*Problem requirements:*
Quote the records beneath, complete and exact. Leave out images.

*** Supplied information Section Begins ***

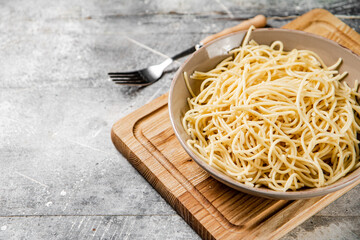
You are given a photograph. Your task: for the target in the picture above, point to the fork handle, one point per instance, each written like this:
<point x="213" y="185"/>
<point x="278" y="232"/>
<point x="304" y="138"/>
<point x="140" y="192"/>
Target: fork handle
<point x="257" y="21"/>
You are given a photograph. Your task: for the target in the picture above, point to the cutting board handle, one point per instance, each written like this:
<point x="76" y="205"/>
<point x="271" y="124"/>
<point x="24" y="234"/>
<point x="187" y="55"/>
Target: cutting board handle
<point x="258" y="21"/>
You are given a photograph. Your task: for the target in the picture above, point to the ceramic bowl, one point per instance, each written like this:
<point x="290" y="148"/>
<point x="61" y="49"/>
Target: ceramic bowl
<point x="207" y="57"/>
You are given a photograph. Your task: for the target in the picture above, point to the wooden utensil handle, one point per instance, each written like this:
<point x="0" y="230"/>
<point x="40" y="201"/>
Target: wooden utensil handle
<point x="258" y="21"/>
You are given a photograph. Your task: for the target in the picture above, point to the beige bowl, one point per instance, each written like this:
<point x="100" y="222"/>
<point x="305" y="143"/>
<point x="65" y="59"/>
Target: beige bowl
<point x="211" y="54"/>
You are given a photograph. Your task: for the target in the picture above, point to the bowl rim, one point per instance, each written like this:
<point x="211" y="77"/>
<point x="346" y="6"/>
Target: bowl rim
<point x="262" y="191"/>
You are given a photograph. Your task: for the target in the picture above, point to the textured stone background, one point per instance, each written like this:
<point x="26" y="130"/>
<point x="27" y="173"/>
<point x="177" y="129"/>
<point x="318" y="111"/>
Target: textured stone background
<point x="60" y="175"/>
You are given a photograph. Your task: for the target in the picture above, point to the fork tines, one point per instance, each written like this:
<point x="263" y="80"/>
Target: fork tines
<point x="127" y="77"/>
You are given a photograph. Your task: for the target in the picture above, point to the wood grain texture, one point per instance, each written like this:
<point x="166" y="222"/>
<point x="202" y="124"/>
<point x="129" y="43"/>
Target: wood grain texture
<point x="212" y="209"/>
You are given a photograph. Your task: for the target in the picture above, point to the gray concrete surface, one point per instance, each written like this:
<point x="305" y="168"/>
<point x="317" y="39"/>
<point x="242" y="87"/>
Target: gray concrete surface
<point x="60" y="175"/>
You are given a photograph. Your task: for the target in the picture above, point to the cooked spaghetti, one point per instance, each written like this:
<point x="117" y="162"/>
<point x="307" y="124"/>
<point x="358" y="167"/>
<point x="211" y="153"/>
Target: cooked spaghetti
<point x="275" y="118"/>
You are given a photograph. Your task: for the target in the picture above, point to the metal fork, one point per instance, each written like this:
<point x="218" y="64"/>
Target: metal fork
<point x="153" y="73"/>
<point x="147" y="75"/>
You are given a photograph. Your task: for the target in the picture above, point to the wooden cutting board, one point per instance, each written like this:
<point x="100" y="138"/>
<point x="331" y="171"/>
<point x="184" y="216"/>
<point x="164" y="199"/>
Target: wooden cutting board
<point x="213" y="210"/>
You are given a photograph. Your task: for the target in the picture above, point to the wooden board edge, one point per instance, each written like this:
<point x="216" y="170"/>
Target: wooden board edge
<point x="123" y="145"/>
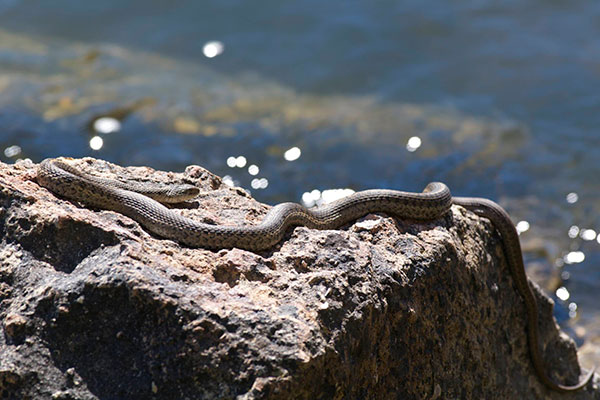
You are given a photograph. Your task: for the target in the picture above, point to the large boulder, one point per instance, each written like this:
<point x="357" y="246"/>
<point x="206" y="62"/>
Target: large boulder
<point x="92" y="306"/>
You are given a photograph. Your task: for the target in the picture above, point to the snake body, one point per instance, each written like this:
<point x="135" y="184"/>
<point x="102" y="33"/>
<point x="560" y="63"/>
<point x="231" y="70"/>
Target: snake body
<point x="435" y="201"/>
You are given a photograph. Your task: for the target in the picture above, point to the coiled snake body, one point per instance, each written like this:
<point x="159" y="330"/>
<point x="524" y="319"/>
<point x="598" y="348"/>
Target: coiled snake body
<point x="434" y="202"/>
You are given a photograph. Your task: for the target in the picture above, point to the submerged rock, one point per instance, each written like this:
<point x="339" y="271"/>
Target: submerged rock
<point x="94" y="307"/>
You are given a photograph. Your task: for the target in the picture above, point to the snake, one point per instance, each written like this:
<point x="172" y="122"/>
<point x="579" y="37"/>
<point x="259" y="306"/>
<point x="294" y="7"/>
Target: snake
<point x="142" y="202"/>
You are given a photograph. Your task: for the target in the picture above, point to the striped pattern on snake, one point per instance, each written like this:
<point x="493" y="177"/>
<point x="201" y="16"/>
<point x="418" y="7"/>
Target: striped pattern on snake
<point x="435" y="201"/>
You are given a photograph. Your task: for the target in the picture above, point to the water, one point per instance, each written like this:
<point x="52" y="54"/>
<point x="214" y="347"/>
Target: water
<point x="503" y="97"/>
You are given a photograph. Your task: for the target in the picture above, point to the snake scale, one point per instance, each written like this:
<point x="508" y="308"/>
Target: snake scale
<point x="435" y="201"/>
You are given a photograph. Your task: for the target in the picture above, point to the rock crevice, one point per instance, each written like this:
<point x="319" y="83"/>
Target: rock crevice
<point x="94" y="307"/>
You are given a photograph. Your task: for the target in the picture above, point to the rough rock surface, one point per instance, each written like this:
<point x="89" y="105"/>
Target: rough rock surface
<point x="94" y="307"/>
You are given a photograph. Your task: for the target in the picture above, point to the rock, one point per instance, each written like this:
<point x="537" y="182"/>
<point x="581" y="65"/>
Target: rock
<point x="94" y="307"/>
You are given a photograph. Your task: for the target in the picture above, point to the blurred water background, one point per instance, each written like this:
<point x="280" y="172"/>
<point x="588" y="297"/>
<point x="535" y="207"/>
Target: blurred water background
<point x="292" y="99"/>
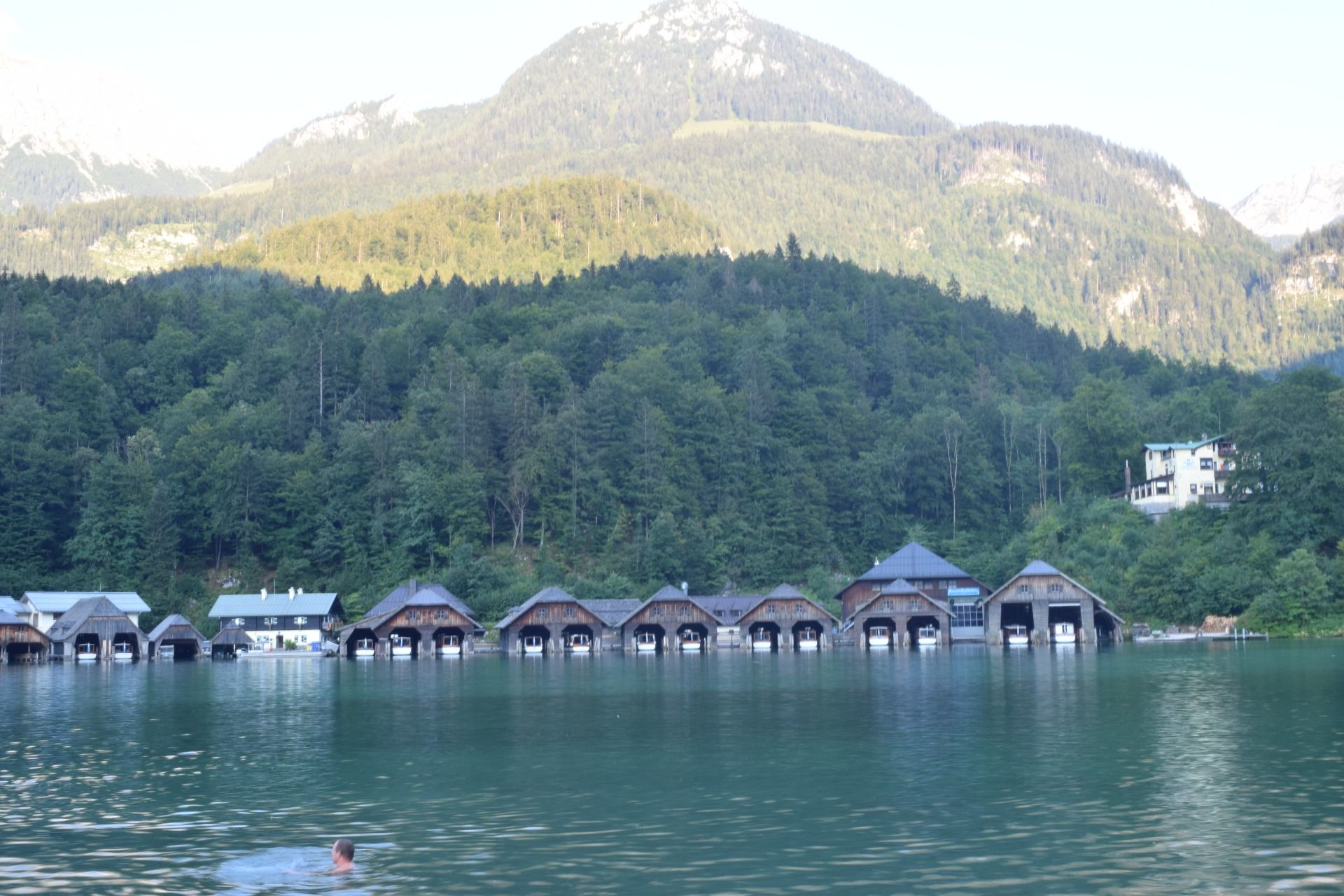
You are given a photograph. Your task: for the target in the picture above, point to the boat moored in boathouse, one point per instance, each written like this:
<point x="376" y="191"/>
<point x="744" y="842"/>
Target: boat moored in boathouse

*** Supplied information Section Ends ***

*Output for this exercise:*
You are given a photograph. Your task: for the target in the picture above, point to the fork handle, one point per instance, each written like this:
<point x="213" y="185"/>
<point x="278" y="232"/>
<point x="304" y="138"/>
<point x="140" y="192"/>
Target: fork handle
<point x="257" y="21"/>
You are given a photograph. Your task: for the target in the picture above, point to the cutting board handle, one point per instance, each written like this:
<point x="76" y="205"/>
<point x="271" y="124"/>
<point x="24" y="234"/>
<point x="187" y="55"/>
Target: cutting board handle
<point x="258" y="21"/>
You are given a photograph. Your task: for the target in the picture above, point to the ceramic bowl, one point per instance, each written like this:
<point x="290" y="148"/>
<point x="61" y="49"/>
Target: ceramic bowl
<point x="207" y="57"/>
You are given a photograph. Your task: for the target in the picture above, point to the wooden utensil handle, one point per instance, each written like this:
<point x="0" y="230"/>
<point x="40" y="201"/>
Target: wooden utensil handle
<point x="258" y="21"/>
You are given a photograph. Your task: for the target in the picture above, point to the beige bowl, one point per instance, each written like this:
<point x="100" y="222"/>
<point x="305" y="143"/>
<point x="65" y="59"/>
Target: beige bowl
<point x="211" y="54"/>
You are given a photograph. Your task: for the target in the picture above, point to the bowl rim, one point per instance, each written like this:
<point x="211" y="77"/>
<point x="346" y="6"/>
Target: bowl rim
<point x="262" y="191"/>
You are given a photograph. Your task: for the target in the picture above, point to the textured stone background, one point per instance, each written like this:
<point x="26" y="130"/>
<point x="27" y="173"/>
<point x="177" y="129"/>
<point x="318" y="111"/>
Target: textured stone background
<point x="60" y="175"/>
You are given a photograph. Your task: for the target in the picture above, point to the fork tines, one point per instance, each written like this:
<point x="263" y="80"/>
Target: fork tines
<point x="127" y="77"/>
You are given a photograph. Your task: for the target in the picture above, point to the wood grain texture, one point per instance, each written like this:
<point x="166" y="222"/>
<point x="202" y="124"/>
<point x="129" y="43"/>
Target: wood grain texture
<point x="212" y="209"/>
You are given a photograph. Your task: for the target in the picture above, point to the gray concrete surface, one point per instance, each written like this:
<point x="305" y="168"/>
<point x="317" y="39"/>
<point x="242" y="87"/>
Target: gray concrete surface
<point x="60" y="175"/>
You are given a photograph. Your task: for the target in the picture above, point to the cooked spaghetti, one point per instance, each written like this:
<point x="117" y="162"/>
<point x="307" y="124"/>
<point x="358" y="167"/>
<point x="211" y="153"/>
Target: cooked spaghetti
<point x="275" y="118"/>
You are given a photograph. Your task: for the target in the picture above, point to the metal fork, one point per instance, each written like this:
<point x="218" y="64"/>
Target: metal fork
<point x="153" y="73"/>
<point x="147" y="75"/>
You are given a photograph. Your task: for the target in the picture above, point to the wooden cutting board, one point per instance, each written like this:
<point x="100" y="138"/>
<point x="331" y="171"/>
<point x="184" y="216"/>
<point x="164" y="199"/>
Target: wooden cutting board
<point x="213" y="210"/>
You are given a photograph. Your task: for the target in the picture above, point to the wooden board edge, one point per instance, each written like this:
<point x="216" y="170"/>
Target: wooden board edge
<point x="123" y="145"/>
You are given a photograph. Your task: for the target in the picture above, point to the large boulder, one point per instance, each written like this:
<point x="357" y="246"/>
<point x="206" y="62"/>
Target: large boulder
<point x="92" y="306"/>
You are given a photograph. Your task: for the target in the picture above, point to the snake body, one point per instance, each written like this:
<point x="135" y="184"/>
<point x="102" y="33"/>
<point x="560" y="63"/>
<point x="231" y="70"/>
Target: snake body
<point x="435" y="201"/>
You are given a photograph. Your task: for the target in the picture above, point to the coiled snake body, one point per instance, each written like this:
<point x="159" y="330"/>
<point x="524" y="319"/>
<point x="598" y="348"/>
Target: coiled snake body
<point x="434" y="202"/>
You are given a photograph. Your task: for the target in the picture above, point to the submerged rock, one point per instance, each written like this:
<point x="339" y="271"/>
Target: submerged rock
<point x="94" y="307"/>
You are given a photograph. Your task: for the target in the picture above, point to the snake, one point per instance, each written like this:
<point x="172" y="122"/>
<point x="579" y="37"/>
<point x="259" y="306"/>
<point x="294" y="7"/>
Target: snake
<point x="142" y="202"/>
You are given a photograph. Your task: for the target in the picture above, point to the striped pattern on snake, one point per instance, each written like this:
<point x="493" y="177"/>
<point x="201" y="16"/>
<point x="418" y="7"/>
Target: striped pattern on snake
<point x="435" y="201"/>
You are given a photograph. Your task: for the target in the picture above, point to the water, one point per instance, each written like this:
<point x="52" y="54"/>
<point x="214" y="347"/>
Target: water
<point x="503" y="97"/>
You are given a photograph. Your task: for the target in the picture above, point to the snake scale, one point per instance, each written like this:
<point x="508" y="308"/>
Target: snake scale
<point x="435" y="201"/>
You are given a photograph. Your task: for the target in the picture above, point to the rock crevice, one point per instance, each written like this:
<point x="319" y="83"/>
Target: rock crevice
<point x="94" y="307"/>
You are given a photograph. Your task: for the target in the picture above, point to the rough rock surface, one point per instance, each written like this:
<point x="89" y="105"/>
Target: rough rock surface
<point x="94" y="307"/>
You are given a photograph. Your task: for the target in the picture above, point to the rock, one point per instance, each written like this:
<point x="537" y="182"/>
<point x="581" y="65"/>
Target: rock
<point x="94" y="307"/>
You are given a photograph. Your task: for the target in the picture above, point to the blurred water background, one point per instance, each written like this:
<point x="280" y="172"/>
<point x="588" y="297"/>
<point x="535" y="207"/>
Target: blurred water background
<point x="292" y="99"/>
You are given a photograph. Your task: for the target in the picture above, point to the boat moored in boathouse, one point per instance, each written like this:
<point x="376" y="191"/>
<point x="744" y="842"/>
Target: boat moored in boathouse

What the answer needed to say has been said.